*Seçilen metin*:
↓↓↓
Bu kadar saygısızlık yeter mi dersiniz? Yetmiyor. Kaç kez ölü, ölmüş, sözleriyle sonsuza kadar Türk ulusunun gönlünde yaşayacak olan yüce Önderimizi aklınca küçümsüyor:

“Ölmüş birinin ne oraya konacak çelenkten ne söylenecek sözden ne de yazılacak yazıdan haberinin olmayacağı, dolayısıyla bu yapılanların ölüye bir fayda sağlamayacağı, ölünün de onlara bir faydasının dokunmayacağını o işi yapanlar da pekâlâ bilirler.”

Sonra ders vermeye başlıyor mezar üzerine. Bu yazıdaki amacı da ortaya çıkıyor bu arada.

Dincilerin (dini kullananların) hedeflerinde Anıtkabir. Önce orayı anıt yapıdan çıkaracaklar, türbeye çevirecekler... Sıradan bir mezarlık durumuna düşürülecek Anıtkabir. Sonrası sen sağ ben selamet. Talan, yıkım...

“Bu yapılanların dinde de yeri yoktur. Evet kabir ziyareti vardır. Ölümden ders almak için.”

Bunları derken yine kafası karışmış. Kabir ile Anıtkabir’i birbirinden ayıramamış.

“... Ama hiçbir dini kaynakta çelenk koymak, boru çalmak, saygı duruşunda bulunmak ve ölüye hitaben yazı yazıp okumak diye bir şey yoktur. “

Gördünüz mü yine dini kaynaklar. Sıradan bir mezarlık ziyaretinde aklı. Sonra lütfediyor:

“Anıtkabir ziyaret edilemez demiyorum.” Hemen de açıklıyor neden saygı duruşunda bulunulamaz, neden özel deftere yazı yazılamaz, yazılsa da yüksek sesle okunamaz, bu toplum bilimci, akılcı (?) kişilik:

“Edilir ama ilme akla ve dine aykırı ritüeller Müslüman bir toplumda kabul görmez. Yapanlar da inandıkları için değil yerleşik düzenin tepkisinden çekindikleri için yaparlar.”

“Yerleşik düzenin tepkisinden çekinmek” sözü de pek yeni bir söz. Yerleşik düzen hangi düzen ki? Yerleşik olmayan düzen ne, yerleşik düzen ne? Bazı terimler çok üstükapalı canım, bu kadar içinizi dökmüşsünüz, bu kadar gemi azıya almışsınız, ne bu çekingenlik?

Anıtkabir törenlerini tanımlanmış:

“Yeni bir dinin ritüelleri gibi durmaktadır.”

Kıyaslamaya, benzetmeye, cahili kandırmaya bakınız. Böyle diyecek ki, dini vicdanında yaşaması engellenen, kendini kullandıran cahil, kafa sallayacak.

“... Ama doğrudan ‘Atam’ diye başlayan hitap kabirdeki ölüye yapıldığı için mantıksızdır, bilime akıl ve dine aykırıdır.”
↑↑↑
*Alıştırma görevleri*:
**a)** Anıtkabir üzerine yazıdaki alıntıya göre Anıtkabir törenleri neye benzetiliyor?
**b)** Anıtkabir üzerine yazıyı son cümlesinden sonra aynı üslupla sürdürün.

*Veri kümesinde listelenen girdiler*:
↓↓↓
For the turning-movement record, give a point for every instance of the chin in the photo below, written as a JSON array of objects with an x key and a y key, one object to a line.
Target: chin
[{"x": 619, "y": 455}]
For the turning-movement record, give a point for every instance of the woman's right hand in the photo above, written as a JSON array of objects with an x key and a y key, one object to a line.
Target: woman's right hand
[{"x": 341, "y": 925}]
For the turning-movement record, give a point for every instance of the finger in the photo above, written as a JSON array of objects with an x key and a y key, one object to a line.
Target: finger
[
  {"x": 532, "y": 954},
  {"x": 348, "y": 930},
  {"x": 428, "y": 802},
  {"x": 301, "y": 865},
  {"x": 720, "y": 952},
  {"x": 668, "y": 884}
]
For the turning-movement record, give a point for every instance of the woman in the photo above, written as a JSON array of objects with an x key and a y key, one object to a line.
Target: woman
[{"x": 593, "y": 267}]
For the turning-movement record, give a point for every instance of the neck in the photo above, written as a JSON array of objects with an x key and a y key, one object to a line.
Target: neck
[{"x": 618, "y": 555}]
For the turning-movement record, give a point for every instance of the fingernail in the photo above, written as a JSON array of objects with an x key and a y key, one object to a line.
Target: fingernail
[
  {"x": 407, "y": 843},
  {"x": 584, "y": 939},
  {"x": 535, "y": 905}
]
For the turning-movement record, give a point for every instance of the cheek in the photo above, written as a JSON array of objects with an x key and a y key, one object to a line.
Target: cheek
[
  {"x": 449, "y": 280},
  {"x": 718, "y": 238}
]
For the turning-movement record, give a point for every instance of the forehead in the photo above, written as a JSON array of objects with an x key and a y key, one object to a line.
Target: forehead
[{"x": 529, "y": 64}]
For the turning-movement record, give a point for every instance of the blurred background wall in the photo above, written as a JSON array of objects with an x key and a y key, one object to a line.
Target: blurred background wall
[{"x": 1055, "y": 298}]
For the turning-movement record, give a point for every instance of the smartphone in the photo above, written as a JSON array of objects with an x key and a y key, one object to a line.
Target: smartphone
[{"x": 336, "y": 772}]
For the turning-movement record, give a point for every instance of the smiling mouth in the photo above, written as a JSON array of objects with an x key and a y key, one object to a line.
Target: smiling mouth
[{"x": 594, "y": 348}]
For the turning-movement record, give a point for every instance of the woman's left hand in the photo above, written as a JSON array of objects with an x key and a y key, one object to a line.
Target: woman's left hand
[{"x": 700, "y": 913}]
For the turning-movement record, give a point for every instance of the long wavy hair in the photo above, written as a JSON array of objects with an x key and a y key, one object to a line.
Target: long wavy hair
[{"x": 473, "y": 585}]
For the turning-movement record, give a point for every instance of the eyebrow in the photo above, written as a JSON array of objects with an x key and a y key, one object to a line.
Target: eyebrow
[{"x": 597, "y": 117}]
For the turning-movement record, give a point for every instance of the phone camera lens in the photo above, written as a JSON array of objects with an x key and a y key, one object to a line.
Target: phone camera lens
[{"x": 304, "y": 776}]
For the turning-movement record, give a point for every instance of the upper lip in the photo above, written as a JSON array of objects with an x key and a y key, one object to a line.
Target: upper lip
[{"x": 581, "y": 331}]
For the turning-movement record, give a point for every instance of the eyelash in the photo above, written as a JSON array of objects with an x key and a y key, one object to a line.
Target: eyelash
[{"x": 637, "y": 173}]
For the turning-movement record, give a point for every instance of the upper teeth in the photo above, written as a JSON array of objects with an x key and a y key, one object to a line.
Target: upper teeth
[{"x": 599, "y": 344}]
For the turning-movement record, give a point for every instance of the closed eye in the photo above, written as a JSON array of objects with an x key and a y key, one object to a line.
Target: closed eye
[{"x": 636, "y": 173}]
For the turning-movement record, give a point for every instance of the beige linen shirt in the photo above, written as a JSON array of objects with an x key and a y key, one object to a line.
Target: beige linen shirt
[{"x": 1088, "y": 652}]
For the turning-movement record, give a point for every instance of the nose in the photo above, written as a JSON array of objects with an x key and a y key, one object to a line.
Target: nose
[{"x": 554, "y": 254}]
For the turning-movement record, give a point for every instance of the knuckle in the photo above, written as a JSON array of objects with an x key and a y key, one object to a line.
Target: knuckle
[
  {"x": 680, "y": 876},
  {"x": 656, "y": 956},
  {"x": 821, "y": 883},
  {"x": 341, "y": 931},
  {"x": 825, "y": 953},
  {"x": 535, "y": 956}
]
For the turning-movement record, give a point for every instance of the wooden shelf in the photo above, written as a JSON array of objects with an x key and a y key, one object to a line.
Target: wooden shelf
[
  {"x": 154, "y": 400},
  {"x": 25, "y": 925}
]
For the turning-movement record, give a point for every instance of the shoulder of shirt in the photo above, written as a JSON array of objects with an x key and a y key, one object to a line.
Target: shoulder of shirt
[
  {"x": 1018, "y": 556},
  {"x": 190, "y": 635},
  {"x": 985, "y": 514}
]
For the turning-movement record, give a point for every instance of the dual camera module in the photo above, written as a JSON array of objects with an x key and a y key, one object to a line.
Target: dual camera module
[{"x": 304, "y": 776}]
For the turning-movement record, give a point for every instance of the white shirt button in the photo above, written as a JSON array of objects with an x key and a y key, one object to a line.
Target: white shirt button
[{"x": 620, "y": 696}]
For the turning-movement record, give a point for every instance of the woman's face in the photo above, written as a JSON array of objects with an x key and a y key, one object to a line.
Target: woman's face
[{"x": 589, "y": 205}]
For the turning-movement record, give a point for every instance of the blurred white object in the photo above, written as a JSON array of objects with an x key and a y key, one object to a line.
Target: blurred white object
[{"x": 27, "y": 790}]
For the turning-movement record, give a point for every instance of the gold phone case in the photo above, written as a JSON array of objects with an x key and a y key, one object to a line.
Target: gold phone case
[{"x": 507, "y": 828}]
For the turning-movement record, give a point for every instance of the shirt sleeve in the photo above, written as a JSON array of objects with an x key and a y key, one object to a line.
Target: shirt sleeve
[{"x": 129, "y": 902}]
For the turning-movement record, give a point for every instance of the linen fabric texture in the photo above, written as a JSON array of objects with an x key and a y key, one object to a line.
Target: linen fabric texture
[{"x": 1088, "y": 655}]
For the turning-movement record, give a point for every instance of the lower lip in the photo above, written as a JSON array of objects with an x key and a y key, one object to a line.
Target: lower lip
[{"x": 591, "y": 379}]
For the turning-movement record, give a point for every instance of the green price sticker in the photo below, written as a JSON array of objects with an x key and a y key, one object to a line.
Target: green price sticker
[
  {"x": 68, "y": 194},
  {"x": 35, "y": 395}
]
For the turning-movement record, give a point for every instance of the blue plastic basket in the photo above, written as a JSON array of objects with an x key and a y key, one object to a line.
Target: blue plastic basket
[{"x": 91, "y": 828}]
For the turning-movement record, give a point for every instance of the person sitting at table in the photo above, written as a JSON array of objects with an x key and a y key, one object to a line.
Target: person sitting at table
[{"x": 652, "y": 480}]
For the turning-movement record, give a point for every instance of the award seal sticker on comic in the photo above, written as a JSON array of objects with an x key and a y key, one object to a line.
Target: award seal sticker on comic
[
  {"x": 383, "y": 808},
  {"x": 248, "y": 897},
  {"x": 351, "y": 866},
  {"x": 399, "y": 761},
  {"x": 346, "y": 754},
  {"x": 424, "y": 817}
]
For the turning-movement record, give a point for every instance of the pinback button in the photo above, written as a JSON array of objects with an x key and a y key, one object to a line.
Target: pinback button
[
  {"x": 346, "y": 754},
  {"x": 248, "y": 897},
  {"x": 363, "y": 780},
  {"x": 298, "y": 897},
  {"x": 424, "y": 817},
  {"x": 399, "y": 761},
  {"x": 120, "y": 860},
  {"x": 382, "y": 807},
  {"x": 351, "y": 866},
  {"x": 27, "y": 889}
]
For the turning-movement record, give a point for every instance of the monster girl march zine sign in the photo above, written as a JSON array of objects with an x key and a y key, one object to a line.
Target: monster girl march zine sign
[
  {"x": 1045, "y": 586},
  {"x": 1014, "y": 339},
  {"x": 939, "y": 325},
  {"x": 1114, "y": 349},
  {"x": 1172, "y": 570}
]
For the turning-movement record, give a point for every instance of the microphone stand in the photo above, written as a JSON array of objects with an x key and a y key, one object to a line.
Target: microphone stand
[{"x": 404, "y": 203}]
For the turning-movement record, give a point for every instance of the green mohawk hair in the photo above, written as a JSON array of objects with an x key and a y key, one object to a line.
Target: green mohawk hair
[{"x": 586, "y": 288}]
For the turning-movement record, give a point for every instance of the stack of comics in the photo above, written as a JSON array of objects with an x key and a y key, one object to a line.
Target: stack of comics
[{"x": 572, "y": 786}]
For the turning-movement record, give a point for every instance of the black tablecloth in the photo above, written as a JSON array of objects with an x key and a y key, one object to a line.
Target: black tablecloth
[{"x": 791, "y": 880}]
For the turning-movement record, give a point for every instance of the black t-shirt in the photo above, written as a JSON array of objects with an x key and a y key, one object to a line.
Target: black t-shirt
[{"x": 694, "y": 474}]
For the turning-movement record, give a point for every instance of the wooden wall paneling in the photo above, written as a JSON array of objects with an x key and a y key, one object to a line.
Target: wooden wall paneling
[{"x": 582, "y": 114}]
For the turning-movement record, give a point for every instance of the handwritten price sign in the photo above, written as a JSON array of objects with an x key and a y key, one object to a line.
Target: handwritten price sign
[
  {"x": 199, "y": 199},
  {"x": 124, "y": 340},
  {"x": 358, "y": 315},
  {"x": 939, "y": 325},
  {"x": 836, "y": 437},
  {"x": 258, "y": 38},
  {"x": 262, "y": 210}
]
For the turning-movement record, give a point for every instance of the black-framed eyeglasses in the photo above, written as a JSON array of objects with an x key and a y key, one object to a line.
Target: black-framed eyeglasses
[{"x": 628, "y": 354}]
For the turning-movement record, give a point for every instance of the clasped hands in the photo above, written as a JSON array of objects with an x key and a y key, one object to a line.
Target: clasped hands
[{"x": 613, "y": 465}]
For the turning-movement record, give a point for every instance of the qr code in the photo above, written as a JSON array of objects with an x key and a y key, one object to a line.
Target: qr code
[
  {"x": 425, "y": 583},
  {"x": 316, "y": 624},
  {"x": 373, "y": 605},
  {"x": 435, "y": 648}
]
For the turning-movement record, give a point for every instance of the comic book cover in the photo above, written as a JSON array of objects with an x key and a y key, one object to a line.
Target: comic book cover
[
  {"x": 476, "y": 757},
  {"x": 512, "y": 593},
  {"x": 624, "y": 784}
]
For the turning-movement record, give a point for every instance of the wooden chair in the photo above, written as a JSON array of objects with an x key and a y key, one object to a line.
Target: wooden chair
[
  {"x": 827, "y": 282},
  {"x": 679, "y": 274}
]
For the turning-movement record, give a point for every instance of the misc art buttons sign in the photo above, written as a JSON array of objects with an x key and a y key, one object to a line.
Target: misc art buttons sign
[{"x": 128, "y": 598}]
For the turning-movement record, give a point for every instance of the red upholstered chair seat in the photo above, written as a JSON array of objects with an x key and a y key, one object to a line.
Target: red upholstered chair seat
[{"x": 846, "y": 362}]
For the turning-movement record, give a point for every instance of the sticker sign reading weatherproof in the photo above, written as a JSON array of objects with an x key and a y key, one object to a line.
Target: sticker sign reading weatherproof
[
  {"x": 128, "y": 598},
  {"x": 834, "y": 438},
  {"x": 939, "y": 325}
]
↑↑↑
*Çıktılar*:
**a)** Yeni bir dinin ritüellerine benzetiliyor.

**b)**
Yine saçmalanıyor. Sonsuzluğa göçen yüce Önderimize “Atam” diye seslenme bile batıyor. Böyle seslenme bilime, akıla ve dine aykırıymış. Yine çorba yapılmış kavramlardan. Filistinli yetim kızların ölen babalarına yazdıkları, “Baba!” “Baba neredesin?” diye başlayan mektuplarına ağlarsınız; size bağımsız, çağdaş bir ülke bırakan, yazdığınız yazı, konuştuğunuz temiz Türkçe bile O’nun armağanı olan yüce kişiliğe devlet katında Atam denmesini çok görürsünüz...

Yazının burası saçmalama denip geçiştirilemez, bir tümcede neler denmiş neler?

“Milletin ortadan kaldırdığı vesayet sisteminin ritüellerinin sürmesi gibi bir şeydir.”

Millet neyi ortadan kaldırmış? Neymiş o vesayet sistemi? Vesayet Arapça bir söz, Türkçesi aracılık, vekillik demek. Kim kime, neye aracıymış? Neyin vekilliğiymiş? Bu aracılık ne zaman kalkmışmış? Meclis’in önemsizleştirildiği yeni sistemden mi söz ediliyor burada? Bayramlardaki, okullardaki, devlet törenlerindeki, Atatürk’ü anma, saygı duruşları da kaldırılmalı demenin bir başka şekli değil mi bu sözler?

Tam burada ağızdaki bakla çıkıyor:

“Resmi tören olarak devam eden bu ritüellerin yerine toplumun değerleriyle barışık yeni düzenlemeler getirilmelidir.”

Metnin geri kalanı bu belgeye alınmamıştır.